DATA —
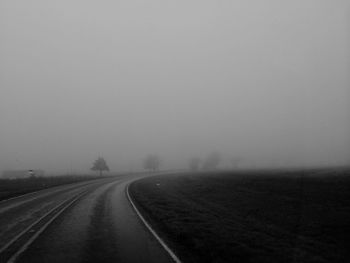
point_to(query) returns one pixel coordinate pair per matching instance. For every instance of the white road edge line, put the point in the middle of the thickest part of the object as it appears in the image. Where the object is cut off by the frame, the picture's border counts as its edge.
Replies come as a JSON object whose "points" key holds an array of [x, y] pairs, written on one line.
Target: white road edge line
{"points": [[161, 241]]}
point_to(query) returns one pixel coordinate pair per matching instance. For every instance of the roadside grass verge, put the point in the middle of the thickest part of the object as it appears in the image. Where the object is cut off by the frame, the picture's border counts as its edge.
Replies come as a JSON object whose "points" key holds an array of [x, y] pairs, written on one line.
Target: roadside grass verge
{"points": [[300, 216], [14, 187]]}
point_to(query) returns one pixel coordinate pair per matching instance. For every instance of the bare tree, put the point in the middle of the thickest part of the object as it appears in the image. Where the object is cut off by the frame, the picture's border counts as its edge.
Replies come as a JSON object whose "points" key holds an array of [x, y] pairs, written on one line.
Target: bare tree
{"points": [[212, 161], [151, 162], [194, 163], [100, 165]]}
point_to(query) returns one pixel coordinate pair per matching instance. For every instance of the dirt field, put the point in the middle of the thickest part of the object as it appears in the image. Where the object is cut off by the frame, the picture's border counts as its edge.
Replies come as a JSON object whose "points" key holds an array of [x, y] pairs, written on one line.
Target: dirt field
{"points": [[260, 216]]}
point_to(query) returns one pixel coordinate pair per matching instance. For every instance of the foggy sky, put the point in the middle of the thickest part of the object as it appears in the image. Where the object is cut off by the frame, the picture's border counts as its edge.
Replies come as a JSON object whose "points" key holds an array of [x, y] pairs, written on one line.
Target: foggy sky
{"points": [[264, 80]]}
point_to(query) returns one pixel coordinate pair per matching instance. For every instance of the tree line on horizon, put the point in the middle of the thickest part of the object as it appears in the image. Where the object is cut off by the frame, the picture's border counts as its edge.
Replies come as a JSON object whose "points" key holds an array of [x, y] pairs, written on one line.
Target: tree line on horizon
{"points": [[152, 163]]}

GIVEN INSTRUCTION — Lay out all the records above as a JSON list of strings, one string per line, with blank lines dropped. Omit the pictures.

EXERCISE OUTPUT —
[
  "point_to(query) returns one pixel coordinate pair per matching instance. For every instance of the white road edge line, put the point in the middle of the thickest part of the object as it appears in the image. Where the object is cut off by the frame, the picture's border counts as its edge.",
  "Replies come as a JSON object whose \"points\" key holds an array of [x, y] pairs, written on one line.",
  "Target: white road edge line",
  "{\"points\": [[161, 241]]}",
  "point_to(query) returns one pixel coordinate pair per matching instance. For every instance of the roadside grass verge, put the point in the middle of the thickest part of the object as it appears in the image. Where the object is cut off by the frame, the picture's border counts as its edge.",
  "Replies come as a JSON object whose \"points\" key holds an array of [x, y] pairs, written on one line.",
  "Target: roadside grass verge",
  "{\"points\": [[300, 216], [14, 187]]}",
  "point_to(query) returns one pixel coordinate pair per matching instance. For every instance of the bare tree, put the point in the middle of the thickest part of the object as it appears in the image. Where the object is cut off by the frame, the picture's border counts as its edge.",
  "Replies come as a JSON object whose \"points\" key holds an array of [x, y] pairs, written on one line.",
  "Target: bare tree",
  "{\"points\": [[212, 161], [151, 162], [194, 163], [100, 165]]}",
  "point_to(query) returns one pixel coordinate pair per matching instance. For every instance of the dirt field, put the point in the middle of the thickest part of the object as it appears in the image. Where the object is cut off by the frame, the picture's border counts as its edge.",
  "Replies come as a JSON object whose \"points\" key holds an array of [x, y] pairs, written on one line.",
  "Target: dirt field",
  "{\"points\": [[260, 216]]}",
  "point_to(query) returns one pixel coordinate pair per matching instance. For every instance of the foggy sky, put the point in the middle of the thickest part of the object as it appears in the image. Where the object is cut off by the frame, the picture's border counts as its edge.",
  "Replies come as a JSON object whose \"points\" key holds an array of [x, y] pairs, written on one line.",
  "Target: foggy sky",
  "{\"points\": [[264, 80]]}",
  "point_to(query) returns one pixel coordinate pair per matching instance. For every instance of the tree line on horizon, put the point in the middle of the thickest part of the object as it appears in the image. Where the object is cut off by the frame, the picture's border counts as its edge.",
  "Replies come as a JSON object whose \"points\" key holds an array of [x, y] pairs, written on one line.",
  "Target: tree line on horizon",
  "{\"points\": [[152, 163]]}"
]